◆ **Stated goal**:
Report how many lines in the rows below contain the string "ruined". Give only the number.
— Begin Record extracts —
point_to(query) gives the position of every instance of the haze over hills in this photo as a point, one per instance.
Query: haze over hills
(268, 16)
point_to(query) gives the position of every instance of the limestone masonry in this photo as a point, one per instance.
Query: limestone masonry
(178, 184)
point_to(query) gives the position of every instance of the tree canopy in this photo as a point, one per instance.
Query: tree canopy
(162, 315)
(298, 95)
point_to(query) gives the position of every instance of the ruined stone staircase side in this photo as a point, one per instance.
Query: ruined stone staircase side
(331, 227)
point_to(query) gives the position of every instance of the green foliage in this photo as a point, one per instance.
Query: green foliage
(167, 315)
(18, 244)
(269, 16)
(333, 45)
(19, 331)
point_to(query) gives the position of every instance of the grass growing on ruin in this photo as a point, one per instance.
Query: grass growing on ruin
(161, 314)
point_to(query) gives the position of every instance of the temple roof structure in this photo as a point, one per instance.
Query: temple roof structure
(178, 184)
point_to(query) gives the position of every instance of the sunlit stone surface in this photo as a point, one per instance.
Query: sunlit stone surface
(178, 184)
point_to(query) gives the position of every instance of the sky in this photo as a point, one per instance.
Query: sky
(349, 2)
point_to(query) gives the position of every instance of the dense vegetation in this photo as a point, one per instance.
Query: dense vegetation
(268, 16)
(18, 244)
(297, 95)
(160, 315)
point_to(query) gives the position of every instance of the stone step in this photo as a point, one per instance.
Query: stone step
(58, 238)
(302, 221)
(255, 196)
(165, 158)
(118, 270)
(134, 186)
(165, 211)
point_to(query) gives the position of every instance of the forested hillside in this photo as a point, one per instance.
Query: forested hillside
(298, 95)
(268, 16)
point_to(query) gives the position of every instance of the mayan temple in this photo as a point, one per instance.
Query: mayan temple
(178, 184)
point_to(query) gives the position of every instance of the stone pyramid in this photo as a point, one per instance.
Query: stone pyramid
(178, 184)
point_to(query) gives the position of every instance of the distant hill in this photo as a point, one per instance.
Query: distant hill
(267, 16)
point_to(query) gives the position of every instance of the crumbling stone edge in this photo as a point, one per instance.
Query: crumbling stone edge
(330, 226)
— End Record extracts —
— Begin Record extracts —
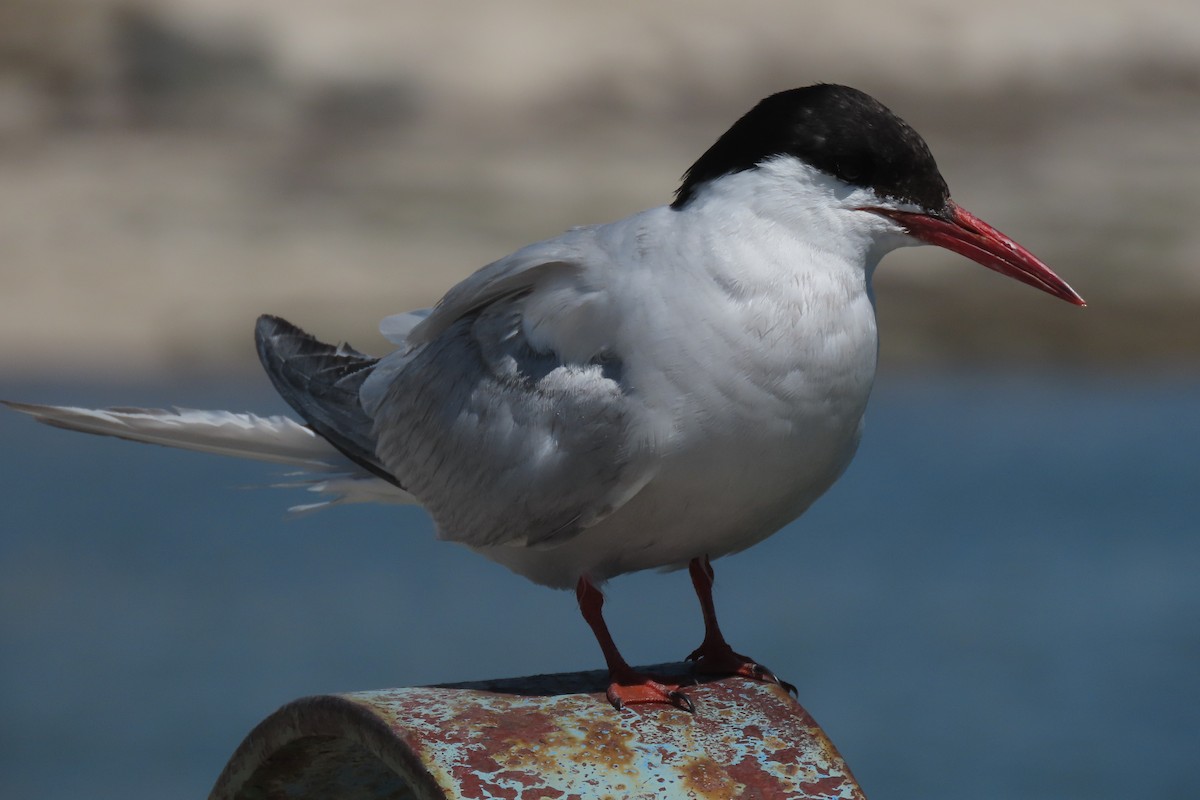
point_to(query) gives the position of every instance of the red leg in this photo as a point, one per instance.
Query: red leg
— End Record extracts —
◆ **The completed task**:
2